**Sunulan Metin:**
- - - - -

Bizi huzura götürecek bir hayat felsefesi! Minimalizm.
Son zamanlarda hayatımdaki gereksiz fazlalıkların bana yaşattığı
yorgunlukların ardından dikkatimi fazlasıyla çeken minimalizm denen şeyi
düşünceyi anlamaya karar verdim. Okuduklarımdan öğrendiklerimi de en sade şekilde
sizlere aktarmak istedim.
Minimalizm’in Tükçe anlamı “sadecilik”. Kendi dilimizde kullanınca
bana çok yakın geldii doğrusu. Her şey derli toplu, yerli yerinde abartıya
kaçmadan ama tam tadında olması beni mükemmel rahatlatır. Şık ama sade
giyinmeyi, sade eşyalar, sade fakat bir o kadar da kaliteli insanlar, söylenecek
sözleri fazla süsleyip püslemeden içimden geldiğince konuşabilmek… Sade ama
kaliteli yaşamak benim mutluluğumdur. Zaman içinde farkında olmadan evimi,
çevremi, ruhumu ne kadar doldurmuşum. Bu kalabalık kâbusum oldu neredeyse son
zamanlarda. Lafı çok fazla uzatmadan şimdi öğrendiklerimi dilim döndüğünce
anlatayım.
Minimalizm
Minimalizm, tüketim çılgınlığının ve hep daha çoğuna sahip olma
isteğinin önüne geçecek bir yaşam tarzı! İnsanları deliler gibi alışveriş
yapmaktan alıkoyacak ve gerçek mutluluğun sadelikle birlikte gelen özgürlükte
olduğunu anlamalarını sağlayacak bir felsefe. Bizi çağın gereksiz
kalabalığından kurtaracak bir hayat felsefesi! Minimalist yaşam felsefesi!
Nereden çıktı bu minimalizm?
Aslında hep vardı minimalizm. Eskilerde alım
gücünün ve çeşitliliğin az olduğu dönemlerde yeteri kadar alış verişler
yapılır, eskiler tamir edilir, fazla eşyalar ihtiyacı olanlarla paylaşılırdı.
İletişim imkanları bu kadar yoktu bu yüzden az insan tanıma imkanı olurdu. Alım
gücünün artışı, ürün çeşitliliğinin artması, iletişim kanallarının çokluğu, elin eskilerine mi kaldık havasına
girilmesi nedenlerinden dolayı unutulup gitti sadecilik, sade yaşam felsefesi.

- - - - -

[Fotoğraflar için kutu işaretlemeleri]
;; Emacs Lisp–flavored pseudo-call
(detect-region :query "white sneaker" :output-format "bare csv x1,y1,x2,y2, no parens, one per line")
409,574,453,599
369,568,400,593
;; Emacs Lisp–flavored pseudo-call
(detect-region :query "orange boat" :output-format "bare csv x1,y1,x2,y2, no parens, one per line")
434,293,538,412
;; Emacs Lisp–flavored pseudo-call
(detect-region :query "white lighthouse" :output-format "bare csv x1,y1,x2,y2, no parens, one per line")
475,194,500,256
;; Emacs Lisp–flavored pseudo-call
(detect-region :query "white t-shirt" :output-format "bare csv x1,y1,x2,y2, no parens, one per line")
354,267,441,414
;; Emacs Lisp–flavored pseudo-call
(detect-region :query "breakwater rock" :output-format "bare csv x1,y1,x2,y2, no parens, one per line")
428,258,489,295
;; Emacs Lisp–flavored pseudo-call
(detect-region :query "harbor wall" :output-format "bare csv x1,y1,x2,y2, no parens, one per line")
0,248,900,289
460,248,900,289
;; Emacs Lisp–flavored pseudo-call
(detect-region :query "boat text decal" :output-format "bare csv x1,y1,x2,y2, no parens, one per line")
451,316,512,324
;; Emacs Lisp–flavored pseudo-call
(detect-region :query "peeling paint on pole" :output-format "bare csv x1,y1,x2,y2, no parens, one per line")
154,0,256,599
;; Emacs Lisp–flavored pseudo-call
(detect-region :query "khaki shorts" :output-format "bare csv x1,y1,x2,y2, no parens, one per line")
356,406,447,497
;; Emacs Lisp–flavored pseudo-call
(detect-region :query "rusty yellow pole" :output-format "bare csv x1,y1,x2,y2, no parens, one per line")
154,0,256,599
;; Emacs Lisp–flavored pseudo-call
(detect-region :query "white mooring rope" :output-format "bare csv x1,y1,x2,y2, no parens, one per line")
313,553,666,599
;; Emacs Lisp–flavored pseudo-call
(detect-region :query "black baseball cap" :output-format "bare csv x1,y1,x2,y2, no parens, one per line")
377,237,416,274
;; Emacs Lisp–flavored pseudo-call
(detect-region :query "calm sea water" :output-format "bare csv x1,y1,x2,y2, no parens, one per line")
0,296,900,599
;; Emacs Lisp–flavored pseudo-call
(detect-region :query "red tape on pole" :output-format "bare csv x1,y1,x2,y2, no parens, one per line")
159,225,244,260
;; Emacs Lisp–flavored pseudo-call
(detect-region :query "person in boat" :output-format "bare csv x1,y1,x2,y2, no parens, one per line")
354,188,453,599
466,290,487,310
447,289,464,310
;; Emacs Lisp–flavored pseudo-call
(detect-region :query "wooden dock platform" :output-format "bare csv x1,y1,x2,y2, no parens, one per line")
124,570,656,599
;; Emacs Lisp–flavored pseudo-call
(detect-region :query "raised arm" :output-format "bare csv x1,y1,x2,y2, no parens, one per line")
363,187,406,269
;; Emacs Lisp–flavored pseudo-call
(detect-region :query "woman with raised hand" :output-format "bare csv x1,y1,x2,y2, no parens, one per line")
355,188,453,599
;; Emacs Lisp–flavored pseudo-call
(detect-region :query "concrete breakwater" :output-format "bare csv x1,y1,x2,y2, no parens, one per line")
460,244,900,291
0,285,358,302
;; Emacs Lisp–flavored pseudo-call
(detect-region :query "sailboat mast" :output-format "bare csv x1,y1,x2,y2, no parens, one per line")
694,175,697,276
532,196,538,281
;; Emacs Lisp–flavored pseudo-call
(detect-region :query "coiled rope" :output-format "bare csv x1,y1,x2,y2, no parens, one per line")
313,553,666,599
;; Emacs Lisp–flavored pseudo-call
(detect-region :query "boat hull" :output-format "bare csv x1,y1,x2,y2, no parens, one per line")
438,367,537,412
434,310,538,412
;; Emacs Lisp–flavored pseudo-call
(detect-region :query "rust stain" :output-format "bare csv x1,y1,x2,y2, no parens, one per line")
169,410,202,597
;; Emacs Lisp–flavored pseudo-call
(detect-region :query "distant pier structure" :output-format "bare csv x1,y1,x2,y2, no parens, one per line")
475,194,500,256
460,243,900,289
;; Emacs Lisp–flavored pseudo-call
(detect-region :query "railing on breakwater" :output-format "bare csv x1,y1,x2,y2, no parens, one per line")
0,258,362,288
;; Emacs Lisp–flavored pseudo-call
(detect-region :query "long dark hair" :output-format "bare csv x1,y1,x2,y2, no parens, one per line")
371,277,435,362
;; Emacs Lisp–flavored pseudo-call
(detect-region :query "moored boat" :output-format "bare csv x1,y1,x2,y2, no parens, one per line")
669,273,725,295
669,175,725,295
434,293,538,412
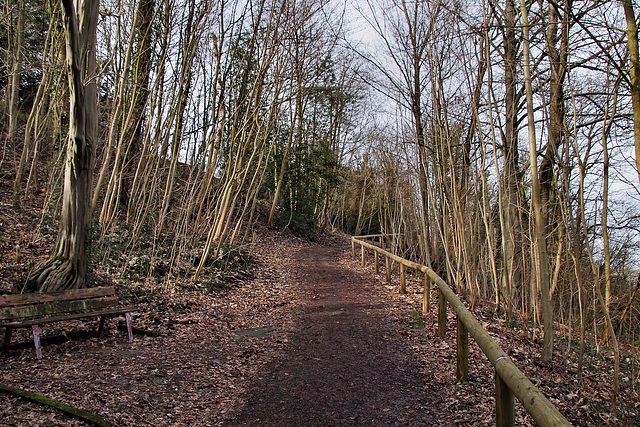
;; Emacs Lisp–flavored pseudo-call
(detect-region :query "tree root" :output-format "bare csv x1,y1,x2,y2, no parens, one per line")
0,384,111,427
26,257,83,292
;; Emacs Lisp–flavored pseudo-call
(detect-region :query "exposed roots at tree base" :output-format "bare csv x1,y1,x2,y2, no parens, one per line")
26,257,85,292
0,384,111,427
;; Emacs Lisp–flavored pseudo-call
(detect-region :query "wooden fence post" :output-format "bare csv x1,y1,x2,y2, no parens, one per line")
456,316,469,383
384,255,391,283
496,372,516,427
422,273,431,314
438,289,447,338
373,250,380,274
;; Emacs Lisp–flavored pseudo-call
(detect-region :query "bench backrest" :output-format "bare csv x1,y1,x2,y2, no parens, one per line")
0,287,118,320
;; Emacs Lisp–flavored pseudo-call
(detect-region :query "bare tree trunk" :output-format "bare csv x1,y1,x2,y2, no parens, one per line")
620,0,640,182
520,0,553,363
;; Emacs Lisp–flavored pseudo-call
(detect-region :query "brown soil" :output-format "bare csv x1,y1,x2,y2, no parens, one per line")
228,242,444,426
0,226,640,426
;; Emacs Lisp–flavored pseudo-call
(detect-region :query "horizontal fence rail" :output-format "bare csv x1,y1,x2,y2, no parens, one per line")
351,234,571,427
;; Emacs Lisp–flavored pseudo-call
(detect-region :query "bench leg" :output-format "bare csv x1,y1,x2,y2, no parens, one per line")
2,328,13,354
124,313,133,341
31,325,42,359
96,316,107,338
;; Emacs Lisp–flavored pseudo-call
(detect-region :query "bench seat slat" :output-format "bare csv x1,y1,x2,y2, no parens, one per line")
0,296,118,320
0,307,136,328
0,286,116,307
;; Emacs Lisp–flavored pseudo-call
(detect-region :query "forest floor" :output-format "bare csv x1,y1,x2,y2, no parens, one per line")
0,176,640,426
0,222,640,426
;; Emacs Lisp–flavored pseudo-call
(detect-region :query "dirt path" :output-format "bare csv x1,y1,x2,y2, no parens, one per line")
227,246,443,426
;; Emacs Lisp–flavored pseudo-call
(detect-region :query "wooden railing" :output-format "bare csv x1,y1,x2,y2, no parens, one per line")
351,235,571,427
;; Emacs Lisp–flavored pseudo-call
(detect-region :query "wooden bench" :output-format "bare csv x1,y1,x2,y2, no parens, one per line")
0,287,135,359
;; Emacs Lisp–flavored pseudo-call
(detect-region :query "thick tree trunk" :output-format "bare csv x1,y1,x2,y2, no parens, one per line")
27,0,98,292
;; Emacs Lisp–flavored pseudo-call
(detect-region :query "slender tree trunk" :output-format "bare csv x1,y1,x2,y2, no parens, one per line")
620,0,640,182
520,0,553,363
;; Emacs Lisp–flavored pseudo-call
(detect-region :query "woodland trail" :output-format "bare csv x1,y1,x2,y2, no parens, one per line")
227,246,448,426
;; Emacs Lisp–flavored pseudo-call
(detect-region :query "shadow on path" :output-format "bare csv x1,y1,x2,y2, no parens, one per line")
228,247,444,426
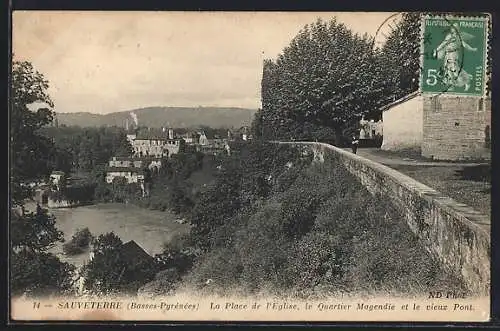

- - - - -

**Yapılacak İşler:**
1) Minimalizm yazısından "Aslında hep vardı" sözleriyle başlayıp "ihtiyacı olanlarla paylaşılırdı." sözlerine kadar süren bölümü hiç değiştirmeden yazın.
2) Şu ifadelerin minimalizm yazısıyla uyuşup uyuşmadığını belirtin ve her biri için evet ya da hayır deyip yazıdaki belirleyici sözleri aynen alıntılayın: (a) Eskiden eskiyen eşyalar tamir edilirdi. (b) Eskiden iletişim imkanları bugünkünden fazlaydı. (c) Minimalizm, insanları daha çok alışveriş yapmaya yönelten bir yaşam tarzıdır.

**Çıktılar:**
1)
Aslında hep vardı minimalizm. Eskilerde alım
gücünün ve çeşitliliğin az olduğu dönemlerde yeteri kadar alış verişler
yapılır, eskiler tamir edilir, fazla eşyalar ihtiyacı olanlarla paylaşılırdı.

2)
(a) Evet: "eskiler tamir edilir"
(b) Hayır: "İletişim imkanları bu kadar yoktu"
(c) Hayır: "İnsanları deliler gibi alışveriş yapmaktan alıkoyacak"